* _Supplied material_:
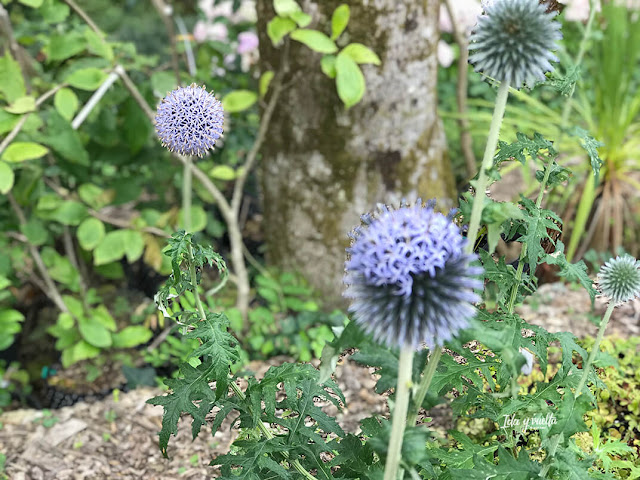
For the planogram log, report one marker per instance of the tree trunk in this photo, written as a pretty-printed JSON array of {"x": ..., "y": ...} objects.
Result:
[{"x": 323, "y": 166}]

==

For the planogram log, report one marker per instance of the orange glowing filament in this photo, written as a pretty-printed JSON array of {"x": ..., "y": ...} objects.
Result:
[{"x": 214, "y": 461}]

* _Exercise requirements_:
Your answer should consist of all lines in the listing above that contain "this".

* _Task response_:
For the planogram log, report one marker per instance of the tree trunk in this photo, written as a pretty-printed JSON array of {"x": ..., "y": ...} objects.
For the planogram log, report one marker per instance of the orange glowing filament in this photo, written as a pretty-printed JSON array of {"x": ..., "y": ...} objects.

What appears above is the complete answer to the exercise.